• TRECHO DO DOCUMENTO
────────────────
ALÉM DOS ROCHEDOS DA MARGEM GRAÇA FONTIS: PINTURA Manoel Ferreira Neto: PROSA
Há
felicidade mais abismática que a de um olhar que silenciou frente ao mar da
ec-sistência , e não mais é-lhe dado se satisfazer em sua superfície e nessa
delicada, variegada e tremelicante película marítima; jamais dantes existida
tal modéstia da volúpia.
Dirijo o
olhar a um amplo e esbranquiçado mar, para além dos rochedos da margem sobre os
quais incidem os raios numinosos do sol, enquanto uma fauna pequena e grande
diverte-se sob sua luz, segura e tranqüila.
Sim, o que
escrevo neste instante sobre estar olhando o amplo e esbranquiçado mar não é de
ninguém. A liberdade de ninguém é sobremaneira perigosa – acaso já avaliei com
percuciência este perigo? É como o infinitivo do verbo que tem ares de
primeira, segunda, terceira conjugações. O perigo é flexionar esta liberdade de
ninguém.
O melhor de
mim é quando nada é-me sabido, de nada tenho consciência, escrevo sei lá o quê.
Estou entrando sorrateiramente num terreno in totum desconhecido por mim, numa
realidade nova, inédita, não tenho inda pensamentos e idéias correspondentes, e
muito menos quaisquer noções de palavras que os signifiquem. Alternativa não há
senão desenhar letras a esmo, nisto há aquilo de aperfeiçoar a caligrafia, nada
mais lindo que algo escrito assemelhar-se a um pergaminho, aquela sensação
pujante de uma escritura que atravessará os séculos, e sempre ad-mirada,
venerada, glorificada.
Só agora
percebo com veemência o enviesado da ec-sistência. Antes só via através de
verbos defectivos, de sentidos concretos, como por exemplo “A bola é redonda”,
quando o predicativo define a forma.
Escrevo a
esmo, e assim não me sendo dada a perspicácia de desfazer, desmanchar os nós do
enviesamento da existência, procuro entender o significado da solidão que é
estar em contacto com as palavras e o de estar no mundo, neste momento olhando
o amplo e esbranquiçado mar, no desencadear dos segundos e minutos que
prefiguram um presente contínuo onde os limites cada vez mais puídos entre o
que é interior e exterior escafedem-se.
────────────────
• MATERIAL DE ORIGEM

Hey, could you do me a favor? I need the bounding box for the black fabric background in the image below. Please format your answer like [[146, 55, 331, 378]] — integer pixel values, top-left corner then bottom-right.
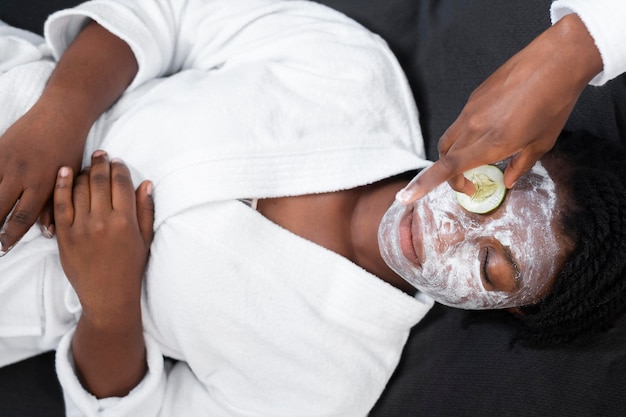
[[0, 0, 626, 417]]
────────────────
• EXERCÍCIOS PROPOSTOS
A – Resuma em duas frases a prosa sobre o mar além dos rochedos.
B – Transcreva fielmente o trecho da prosa sobre o mar além dos rochedos que começa em "ALÉM DOS ROCHEDOS DA MARGEM GRAÇA" e vai até "segura e tranqüila.".
C – Prossiga a prosa sobre o mar além dos rochedos a partir do ponto em que ela termina.

• RESULTADOS DOS EXERCÍCIOS
A – Diante de um amplo e esbranquiçado mar, além dos rochedos da margem, a voz da prosa afirma que o que escreve não é de ninguém e que essa liberdade de ninguém é perigosa, sendo o melhor de si o momento em que nada sabe e escreve a esmo. Sem conseguir desfazer os nós do enviesamento da existência, busca entender a solidão de estar em contato com as palavras e no mundo, num presente contínuo em que os limites entre interior e exterior desaparecem.

B –
ALÉM DOS ROCHEDOS DA MARGEM GRAÇA FONTIS: PINTURA Manoel Ferreira Neto: PROSA
Há
felicidade mais abismática que a de um olhar que silenciou frente ao mar da
ec-sistência , e não mais é-lhe dado se satisfazer em sua superfície e nessa
delicada, variegada e tremelicante película marítima; jamais dantes existida
tal modéstia da volúpia.
Dirijo o
olhar a um amplo e esbranquiçado mar, para além dos rochedos da margem sobre os
quais incidem os raios numinosos do sol, enquanto uma fauna pequena e grande
diverte-se sob sua luz, segura e tranqüila.

C –
A solidão
das palavras é muito íntima e a minha, abismática. Mister mergulhar de uma só
vez na intimidade delas e no abismo de mim. Impossível. Seria o mesmo que
mergulhar na piscina de minha residência e no mar que fica distante uns cinco
quilômetros ao mesmo tempo, não sou dois, não sou tampouco omnisciente e
omnipresente. Mergulho que abrange o entendimento e o não entendimento. Apesar
de perquirir quem seja eu para pensar, ousar pensar neste nível, surgiu-me num
passo de mágica que espécie de mergulho devo realizar, entendendo e não
entendendo a intimidade da solidão das palavras e o abismo da minha. Como fazer
isto? Sei, porém, que só andando é que se sabe andar e – milagre- se anda. Devo
andar na intimidade da solidão das palavras e no abismo da minha, e sem ao
menos fantasiar a síntese de ambas.
Não posso
ver-me de por trás dos cantos, é uma curiosidade sem esperanças, querer saber
quais outros tipos de intelecto e perspectivas poderiam existir, se alguns
seres conseguem sentir a solidão recuar ou ir para a frente(com o que seria
dado outro direcionamento à vida e outro conceito de limite e abertura.) O
mundo tornou-se mais uma vez infinito para mim, à medida em que não posso
rejeitar a possibilidade de que ele inclui infinitas interpretações.
Pensar a
solidão das palavras, que é íntima, a minha, que é abismática, olhando o amplo
e esbranquiçado mar, além dos rochedos da margem, essa espécie de pensamento
não atinge seu objetivo no próprio ato de pensar. O jardineiro sábio coloca o
seu pobre fluxo de água nos braços de uma ninfa em uma fonte, e assim explica a
sua pobreza. Coloco então os meus limites de pensar a intimidade da solidão das
palavras e o abismo de minha solidão nas mãos vazias do tempo, e assim vou
seguindo a caminhada do ser e das palavras, com efeito infinita, sem quaisquer
esperanças de uma realização definitiva.
A liberdade
de ninguém é perigosa.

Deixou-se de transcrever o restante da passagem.